- [STATED TASK] Recast all of the data below as a numbered list, omitting blank lines and leaving the pictures out.

[Excerpts of location labeling data]

⟨

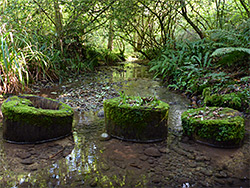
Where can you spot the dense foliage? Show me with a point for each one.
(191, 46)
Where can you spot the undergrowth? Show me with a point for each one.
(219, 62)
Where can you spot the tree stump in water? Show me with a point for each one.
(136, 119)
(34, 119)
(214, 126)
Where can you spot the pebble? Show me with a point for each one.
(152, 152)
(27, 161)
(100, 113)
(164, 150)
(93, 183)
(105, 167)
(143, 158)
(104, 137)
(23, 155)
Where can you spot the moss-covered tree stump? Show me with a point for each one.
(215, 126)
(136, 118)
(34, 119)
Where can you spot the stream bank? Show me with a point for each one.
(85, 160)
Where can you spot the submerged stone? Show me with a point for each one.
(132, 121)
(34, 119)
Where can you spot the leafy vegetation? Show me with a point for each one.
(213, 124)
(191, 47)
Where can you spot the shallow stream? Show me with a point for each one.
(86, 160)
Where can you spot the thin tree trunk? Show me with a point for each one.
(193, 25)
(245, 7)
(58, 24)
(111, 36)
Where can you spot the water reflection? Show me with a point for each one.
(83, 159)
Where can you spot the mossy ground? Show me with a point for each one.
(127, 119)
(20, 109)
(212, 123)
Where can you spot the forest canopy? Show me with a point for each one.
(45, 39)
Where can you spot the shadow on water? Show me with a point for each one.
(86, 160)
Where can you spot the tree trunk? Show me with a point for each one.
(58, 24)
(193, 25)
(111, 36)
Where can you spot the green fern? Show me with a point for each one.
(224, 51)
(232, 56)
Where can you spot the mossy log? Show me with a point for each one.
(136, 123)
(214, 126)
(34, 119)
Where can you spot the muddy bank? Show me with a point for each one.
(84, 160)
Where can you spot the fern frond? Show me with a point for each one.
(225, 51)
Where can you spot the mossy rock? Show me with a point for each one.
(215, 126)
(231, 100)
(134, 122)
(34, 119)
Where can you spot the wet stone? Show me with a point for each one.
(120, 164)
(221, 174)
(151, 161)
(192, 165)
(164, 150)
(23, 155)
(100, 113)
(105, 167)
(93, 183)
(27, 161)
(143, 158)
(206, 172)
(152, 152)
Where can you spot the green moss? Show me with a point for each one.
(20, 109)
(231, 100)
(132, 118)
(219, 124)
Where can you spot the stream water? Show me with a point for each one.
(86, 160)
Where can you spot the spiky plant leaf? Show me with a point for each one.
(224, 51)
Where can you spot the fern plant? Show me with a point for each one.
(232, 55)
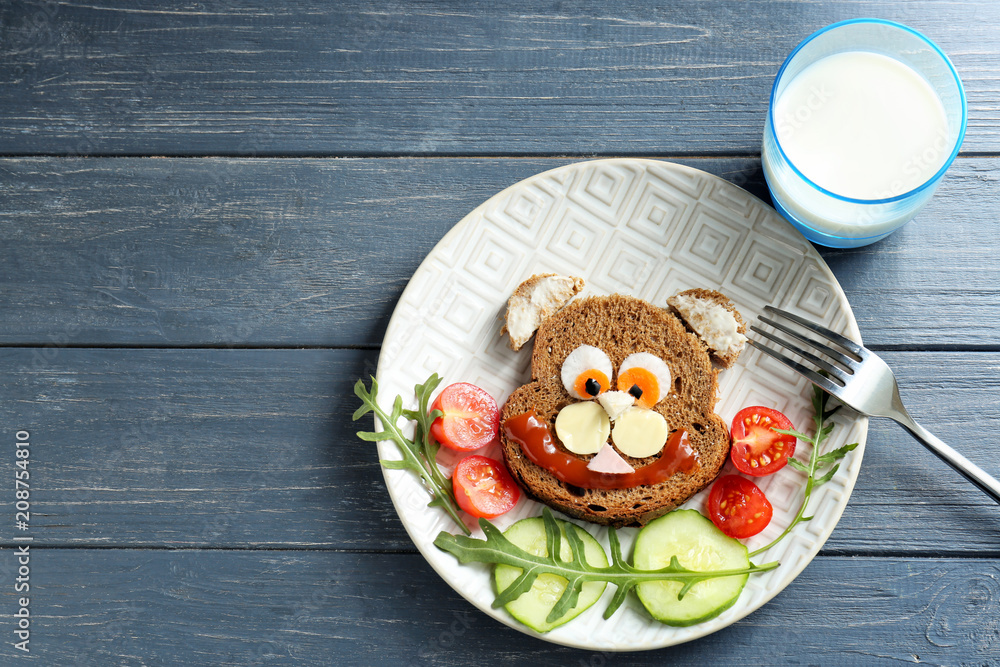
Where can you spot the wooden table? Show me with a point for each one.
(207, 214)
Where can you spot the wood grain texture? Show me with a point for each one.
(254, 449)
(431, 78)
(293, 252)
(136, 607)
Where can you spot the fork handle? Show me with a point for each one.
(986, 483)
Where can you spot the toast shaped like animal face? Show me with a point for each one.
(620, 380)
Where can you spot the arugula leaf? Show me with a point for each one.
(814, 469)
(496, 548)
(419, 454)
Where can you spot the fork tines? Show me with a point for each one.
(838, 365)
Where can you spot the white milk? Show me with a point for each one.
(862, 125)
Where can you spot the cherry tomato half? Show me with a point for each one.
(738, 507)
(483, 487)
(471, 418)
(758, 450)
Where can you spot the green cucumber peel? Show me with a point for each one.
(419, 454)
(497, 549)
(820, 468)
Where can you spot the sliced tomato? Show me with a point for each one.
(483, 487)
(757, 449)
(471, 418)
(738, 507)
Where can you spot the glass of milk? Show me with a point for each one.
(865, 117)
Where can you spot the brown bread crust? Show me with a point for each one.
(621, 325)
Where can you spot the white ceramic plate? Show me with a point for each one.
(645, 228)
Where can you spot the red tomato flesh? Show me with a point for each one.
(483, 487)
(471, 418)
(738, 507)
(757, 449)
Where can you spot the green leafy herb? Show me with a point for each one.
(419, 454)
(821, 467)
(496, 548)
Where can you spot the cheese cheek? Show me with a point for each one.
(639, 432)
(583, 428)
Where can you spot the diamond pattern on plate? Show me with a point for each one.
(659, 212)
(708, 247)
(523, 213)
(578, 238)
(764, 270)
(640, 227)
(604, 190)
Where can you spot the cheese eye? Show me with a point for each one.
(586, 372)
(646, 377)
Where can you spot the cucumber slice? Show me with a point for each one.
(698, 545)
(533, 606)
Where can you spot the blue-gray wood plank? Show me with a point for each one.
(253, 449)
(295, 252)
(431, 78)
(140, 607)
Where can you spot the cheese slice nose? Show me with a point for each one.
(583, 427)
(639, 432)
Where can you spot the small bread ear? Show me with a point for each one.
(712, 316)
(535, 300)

⟩

- [ANSWER IN FULL]
1. Where can you spot the dense foliage? Show me with a point for each one.
2. (191, 46)
3. Where can you spot the undergrowth? Show me with a point for each one.
4. (219, 62)
5. Where can you spot the tree stump in water? Show me with a point for each one.
6. (136, 119)
7. (34, 119)
8. (214, 126)
9. Where can you spot the pebble? Show me with a point for each one.
10. (152, 152)
11. (27, 161)
12. (100, 113)
13. (164, 150)
14. (93, 183)
15. (105, 167)
16. (143, 158)
17. (104, 137)
18. (23, 155)
19. Where can you spot the moss-covered tree stump? Show me with a point for each one.
20. (215, 126)
21. (136, 118)
22. (34, 119)
23. Where can you spot the stream bank? Show me with a point for each one.
24. (85, 160)
25. Where can you spot the submerged stone? Show me with a point for each one.
26. (132, 121)
27. (34, 119)
28. Where can you spot the leafy vegetation? Show me with a point for each one.
29. (213, 124)
30. (191, 47)
31. Where can you spot the shallow stream? Show me with a point for each one.
32. (86, 160)
33. Where can you spot the thin tree trunk? Show me with a point for each one.
34. (193, 25)
35. (245, 7)
36. (58, 24)
37. (111, 36)
38. Where can you spot the water reflection? Show me with a point for each one.
39. (83, 159)
40. Where can you spot the mossy ground? Show me with a point for each one.
41. (127, 119)
42. (20, 109)
43. (212, 123)
44. Where can you spot the forest canopy? Show me with a point for each one.
45. (45, 39)
46. Where can you spot the shadow on water? Show me with a point for each one.
47. (86, 160)
48. Where can you spot the tree trunk? Show me with a point for each one.
49. (58, 24)
50. (193, 25)
51. (111, 36)
52. Where can you spot the green fern? Show me with a point for each one.
53. (224, 51)
54. (232, 56)
55. Where can you spot the mossy log? Show me with a point for each one.
56. (136, 123)
57. (214, 126)
58. (34, 119)
59. Where can you spot the muddy bank? Show me with a point for each one.
60. (84, 160)
61. Where can you spot the fern frond? Show me with a point for each one.
62. (225, 51)
63. Where can you spot the mossy rock? Show me with a point for each one.
64. (215, 126)
65. (231, 100)
66. (134, 122)
67. (34, 119)
68. Where can you spot the wet stone? Show me with a point for each one.
69. (120, 164)
70. (221, 174)
71. (151, 161)
72. (192, 165)
73. (164, 150)
74. (23, 155)
75. (100, 113)
76. (105, 167)
77. (93, 183)
78. (27, 161)
79. (143, 158)
80. (206, 172)
81. (152, 152)
82. Where can you spot the green moss? Show me with a point for each one.
83. (20, 109)
84. (231, 100)
85. (132, 118)
86. (219, 124)
87. Where can you spot the stream water? Show me with a point for each one.
88. (86, 160)
89. Where can you spot the spiky plant leaf? Show me with a point for each one.
90. (224, 51)
91. Where can you spot the fern plant? Show me with a point for each one.
92. (232, 55)
93. Where can you spot the wooden table? Show me with a point for each one.
94. (207, 214)
95. Where can you spot the wood grain texture? Show me with a point for each one.
96. (254, 449)
97. (431, 78)
98. (293, 252)
99. (136, 607)
100. Where can you spot the fork handle? Show me with a point for each one.
101. (986, 483)
102. Where can you spot the toast shaped like animal face? Show me with a point for each one.
103. (620, 380)
104. Where can you spot the arugula leaf? Show me with a point for each one.
105. (814, 469)
106. (496, 548)
107. (419, 454)
108. Where can you spot the fork tines? Show me with a point for each one.
109. (838, 365)
110. Where can you spot the white milk? Show me with a point for each one.
111. (862, 125)
112. Where can you spot the cherry tomato half? Show me with a point for each one.
113. (738, 507)
114. (483, 487)
115. (471, 418)
116. (758, 450)
117. Where can you spot the green cucumber peel? Show me with a point for each one.
118. (419, 454)
119. (497, 549)
120. (820, 468)
121. Where can you spot the sliced tomato? Show me with a point for each one.
122. (483, 487)
123. (757, 449)
124. (471, 418)
125. (738, 507)
126. Where can you spot the glass of milk? Show me with a point for each one.
127. (865, 117)
128. Where can you spot the brown bread crust? Show me with a point for each one.
129. (621, 325)
130. Where can you spot the white ceramic plate? Show me with a point for each one.
131. (645, 228)
132. Where can you spot the red tomato flesh? Show me with a point for each one.
133. (483, 487)
134. (471, 418)
135. (738, 507)
136. (757, 449)
137. Where can you spot the green leafy herb? Show me with a point for each one.
138. (419, 454)
139. (821, 467)
140. (496, 548)
141. Where can you spot the cheese cheek? Show me with a point for each one.
142. (639, 432)
143. (583, 428)
144. Where can you spot the diamond pattern on plate? Show me with a point for each one.
145. (659, 212)
146. (708, 247)
147. (523, 213)
148. (578, 238)
149. (764, 270)
150. (640, 227)
151. (604, 190)
152. Where can you spot the cheese eye? Show me with a point for each one.
153. (586, 372)
154. (646, 377)
155. Where can you spot the cucumber slice? Show me with a point for each one.
156. (698, 545)
157. (533, 606)
158. Where can you spot the blue-gray wood plank? Show me with a point for each one.
159. (253, 449)
160. (295, 252)
161. (431, 78)
162. (140, 607)
163. Where can you spot the cheese slice nose? Show me with a point for each one.
164. (583, 427)
165. (639, 432)
166. Where can you spot the small bread ear? Show me with a point for each one.
167. (712, 316)
168. (535, 300)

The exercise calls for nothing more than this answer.